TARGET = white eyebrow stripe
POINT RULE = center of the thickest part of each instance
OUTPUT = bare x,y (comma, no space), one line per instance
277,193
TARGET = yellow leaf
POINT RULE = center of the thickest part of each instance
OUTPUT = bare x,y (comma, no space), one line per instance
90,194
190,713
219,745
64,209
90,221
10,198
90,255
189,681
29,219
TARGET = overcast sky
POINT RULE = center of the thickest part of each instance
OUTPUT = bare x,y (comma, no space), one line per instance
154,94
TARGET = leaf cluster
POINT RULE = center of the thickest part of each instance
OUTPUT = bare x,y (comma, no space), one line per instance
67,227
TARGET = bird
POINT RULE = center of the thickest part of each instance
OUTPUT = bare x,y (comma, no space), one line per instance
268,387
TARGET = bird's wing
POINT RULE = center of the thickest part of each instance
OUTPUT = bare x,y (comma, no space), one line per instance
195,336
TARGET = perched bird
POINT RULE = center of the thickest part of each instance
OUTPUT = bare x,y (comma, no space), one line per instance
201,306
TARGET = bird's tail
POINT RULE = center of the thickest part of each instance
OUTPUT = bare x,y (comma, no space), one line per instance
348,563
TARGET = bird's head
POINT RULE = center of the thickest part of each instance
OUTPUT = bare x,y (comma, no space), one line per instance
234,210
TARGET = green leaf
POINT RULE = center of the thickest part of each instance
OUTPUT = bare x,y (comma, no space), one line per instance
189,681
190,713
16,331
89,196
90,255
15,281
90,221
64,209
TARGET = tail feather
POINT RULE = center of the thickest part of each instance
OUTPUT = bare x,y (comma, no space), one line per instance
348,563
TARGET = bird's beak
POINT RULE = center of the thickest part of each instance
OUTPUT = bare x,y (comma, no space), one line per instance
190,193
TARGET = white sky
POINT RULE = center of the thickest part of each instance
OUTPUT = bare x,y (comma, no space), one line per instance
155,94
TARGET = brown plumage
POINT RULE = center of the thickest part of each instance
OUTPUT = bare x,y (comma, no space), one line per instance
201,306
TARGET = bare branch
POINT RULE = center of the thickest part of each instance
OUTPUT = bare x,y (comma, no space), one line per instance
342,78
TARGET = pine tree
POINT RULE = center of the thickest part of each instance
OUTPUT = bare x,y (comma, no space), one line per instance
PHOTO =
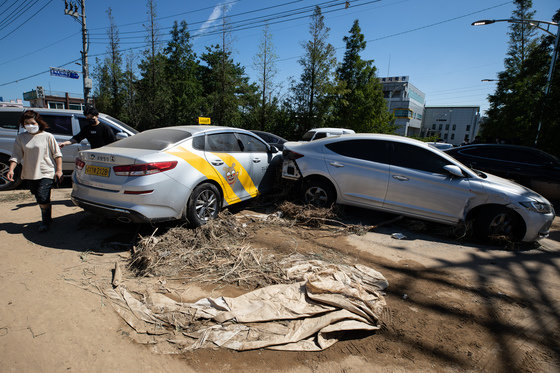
360,104
108,74
310,96
514,113
228,96
181,74
265,66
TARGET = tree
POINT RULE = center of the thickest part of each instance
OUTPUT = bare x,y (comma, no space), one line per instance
514,111
152,90
360,105
265,66
181,74
229,98
310,96
108,74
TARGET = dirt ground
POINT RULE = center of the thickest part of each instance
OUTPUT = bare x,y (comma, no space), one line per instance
452,305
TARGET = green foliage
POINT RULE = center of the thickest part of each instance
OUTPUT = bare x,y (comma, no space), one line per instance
228,96
519,103
359,104
311,96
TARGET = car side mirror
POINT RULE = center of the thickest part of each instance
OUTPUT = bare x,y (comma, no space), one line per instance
454,170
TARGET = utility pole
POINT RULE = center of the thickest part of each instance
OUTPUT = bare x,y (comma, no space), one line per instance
71,9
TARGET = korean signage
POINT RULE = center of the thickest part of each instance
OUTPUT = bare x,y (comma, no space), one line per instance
55,71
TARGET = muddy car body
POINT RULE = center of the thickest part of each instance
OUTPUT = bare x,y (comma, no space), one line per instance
405,176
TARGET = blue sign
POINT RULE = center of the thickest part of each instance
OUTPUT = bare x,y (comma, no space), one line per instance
55,71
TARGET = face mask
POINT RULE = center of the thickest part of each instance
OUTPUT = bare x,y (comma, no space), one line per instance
31,128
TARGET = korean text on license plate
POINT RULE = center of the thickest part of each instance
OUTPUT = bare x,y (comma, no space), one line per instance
97,171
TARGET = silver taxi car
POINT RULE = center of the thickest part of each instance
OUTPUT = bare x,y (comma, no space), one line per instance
182,172
406,176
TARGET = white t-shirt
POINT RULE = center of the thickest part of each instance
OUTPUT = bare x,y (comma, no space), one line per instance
36,153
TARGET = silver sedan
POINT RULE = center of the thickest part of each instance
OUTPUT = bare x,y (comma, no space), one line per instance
405,176
183,172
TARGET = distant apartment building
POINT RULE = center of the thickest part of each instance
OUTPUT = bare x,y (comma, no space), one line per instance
41,98
406,102
452,124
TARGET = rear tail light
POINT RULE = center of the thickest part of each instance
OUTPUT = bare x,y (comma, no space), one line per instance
79,164
144,168
288,154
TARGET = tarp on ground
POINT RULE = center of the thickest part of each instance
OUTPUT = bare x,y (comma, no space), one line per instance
326,302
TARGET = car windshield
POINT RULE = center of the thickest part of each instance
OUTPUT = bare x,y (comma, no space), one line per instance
132,130
156,139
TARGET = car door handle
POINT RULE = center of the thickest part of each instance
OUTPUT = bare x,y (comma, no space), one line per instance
400,178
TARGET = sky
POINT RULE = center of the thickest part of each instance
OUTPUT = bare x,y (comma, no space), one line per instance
431,41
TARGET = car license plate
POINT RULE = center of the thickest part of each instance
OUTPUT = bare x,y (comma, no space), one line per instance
97,171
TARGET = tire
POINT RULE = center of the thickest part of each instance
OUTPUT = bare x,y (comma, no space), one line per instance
5,184
318,193
498,222
204,204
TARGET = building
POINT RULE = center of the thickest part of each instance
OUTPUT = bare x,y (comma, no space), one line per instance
452,124
406,102
41,98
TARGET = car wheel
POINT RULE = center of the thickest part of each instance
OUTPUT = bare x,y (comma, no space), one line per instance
497,222
318,193
204,204
5,184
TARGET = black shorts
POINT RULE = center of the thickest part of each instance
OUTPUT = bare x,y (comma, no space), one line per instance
41,189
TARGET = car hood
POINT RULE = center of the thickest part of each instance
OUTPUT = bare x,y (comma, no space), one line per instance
510,188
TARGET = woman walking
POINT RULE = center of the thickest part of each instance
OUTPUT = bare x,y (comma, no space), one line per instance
41,161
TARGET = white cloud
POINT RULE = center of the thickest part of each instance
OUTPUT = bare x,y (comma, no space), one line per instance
215,16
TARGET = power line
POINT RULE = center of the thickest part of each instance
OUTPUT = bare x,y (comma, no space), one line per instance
24,22
247,24
14,3
11,19
42,72
40,49
305,8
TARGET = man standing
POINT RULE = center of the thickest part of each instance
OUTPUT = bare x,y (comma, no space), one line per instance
97,133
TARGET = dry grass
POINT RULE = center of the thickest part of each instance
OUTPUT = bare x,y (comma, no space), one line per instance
214,253
218,252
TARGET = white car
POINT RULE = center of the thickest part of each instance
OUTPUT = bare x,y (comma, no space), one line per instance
183,172
63,124
320,133
405,176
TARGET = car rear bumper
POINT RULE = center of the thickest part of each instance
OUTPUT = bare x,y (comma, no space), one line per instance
111,212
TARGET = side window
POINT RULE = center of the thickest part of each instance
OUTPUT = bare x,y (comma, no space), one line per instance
10,119
222,142
84,122
252,144
367,150
59,124
411,156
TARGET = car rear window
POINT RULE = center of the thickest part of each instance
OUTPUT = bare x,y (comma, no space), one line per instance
156,139
308,136
10,119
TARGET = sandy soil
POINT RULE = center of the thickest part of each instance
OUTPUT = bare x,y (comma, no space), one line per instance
453,305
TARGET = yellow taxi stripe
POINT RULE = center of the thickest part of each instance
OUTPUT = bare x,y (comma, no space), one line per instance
202,165
244,177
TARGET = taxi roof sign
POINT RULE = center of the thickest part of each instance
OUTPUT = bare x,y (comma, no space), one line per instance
203,120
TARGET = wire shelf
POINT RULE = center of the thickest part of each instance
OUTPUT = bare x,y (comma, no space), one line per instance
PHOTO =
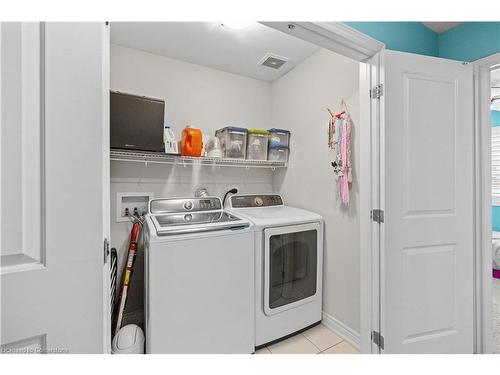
161,158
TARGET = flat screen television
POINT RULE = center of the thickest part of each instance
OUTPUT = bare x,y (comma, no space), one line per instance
136,122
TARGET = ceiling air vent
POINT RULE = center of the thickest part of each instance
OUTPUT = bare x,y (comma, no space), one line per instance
273,61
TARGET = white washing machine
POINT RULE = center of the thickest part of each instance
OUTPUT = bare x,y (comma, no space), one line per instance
199,278
288,265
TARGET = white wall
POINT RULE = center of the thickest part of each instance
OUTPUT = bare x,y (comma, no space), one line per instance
300,99
203,97
211,99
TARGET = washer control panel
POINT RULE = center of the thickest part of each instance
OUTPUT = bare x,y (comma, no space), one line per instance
175,205
253,201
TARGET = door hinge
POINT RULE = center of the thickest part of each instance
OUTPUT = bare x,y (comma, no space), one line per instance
378,215
377,91
378,339
106,250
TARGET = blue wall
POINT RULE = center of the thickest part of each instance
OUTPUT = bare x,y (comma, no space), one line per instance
470,41
495,214
411,37
467,42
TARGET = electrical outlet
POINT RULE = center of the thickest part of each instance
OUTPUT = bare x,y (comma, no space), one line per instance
129,203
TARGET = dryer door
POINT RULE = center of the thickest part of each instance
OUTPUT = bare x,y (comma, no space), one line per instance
292,266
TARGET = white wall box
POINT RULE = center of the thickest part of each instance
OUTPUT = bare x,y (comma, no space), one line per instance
129,202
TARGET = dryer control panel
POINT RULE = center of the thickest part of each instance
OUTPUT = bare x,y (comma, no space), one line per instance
257,200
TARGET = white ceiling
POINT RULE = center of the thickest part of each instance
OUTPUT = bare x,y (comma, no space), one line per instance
441,27
215,46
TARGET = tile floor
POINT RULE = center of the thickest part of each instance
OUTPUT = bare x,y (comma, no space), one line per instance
318,339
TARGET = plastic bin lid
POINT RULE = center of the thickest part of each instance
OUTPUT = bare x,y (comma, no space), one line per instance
258,131
275,130
277,147
234,129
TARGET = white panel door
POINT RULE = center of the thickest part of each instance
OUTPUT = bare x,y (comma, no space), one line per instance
427,169
53,187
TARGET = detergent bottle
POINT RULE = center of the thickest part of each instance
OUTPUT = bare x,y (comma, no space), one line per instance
191,142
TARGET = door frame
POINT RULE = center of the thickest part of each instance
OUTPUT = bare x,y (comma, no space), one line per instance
344,40
482,231
349,42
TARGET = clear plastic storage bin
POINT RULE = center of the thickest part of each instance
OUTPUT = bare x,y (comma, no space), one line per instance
278,153
233,142
257,144
279,138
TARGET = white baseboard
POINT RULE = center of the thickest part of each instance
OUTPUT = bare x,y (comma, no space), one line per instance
343,331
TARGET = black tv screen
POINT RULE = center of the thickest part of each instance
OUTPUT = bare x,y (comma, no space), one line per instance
136,122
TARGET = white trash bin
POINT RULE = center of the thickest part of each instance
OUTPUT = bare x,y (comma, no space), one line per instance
129,340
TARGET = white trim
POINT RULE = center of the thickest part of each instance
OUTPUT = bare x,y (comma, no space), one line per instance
343,331
106,195
482,252
334,36
495,133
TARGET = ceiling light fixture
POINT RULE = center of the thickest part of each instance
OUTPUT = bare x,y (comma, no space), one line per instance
236,25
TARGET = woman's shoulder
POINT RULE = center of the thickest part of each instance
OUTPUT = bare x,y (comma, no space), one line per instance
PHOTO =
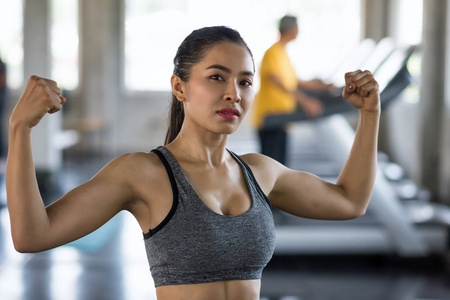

+-------+

_BRIEF_. Change "thickest" to "widest" in the data from the line with "TARGET = woman's shoulder" through the end, and copy those lines back with everything else the same. Leave the picture out of your answer.

_THE ANSWER_.
TARGET = woman's shoulder
POINT RULE = center of the widest part of each instance
OUTPUT = bare x,y (comma, no space), one line per instance
PHOTO =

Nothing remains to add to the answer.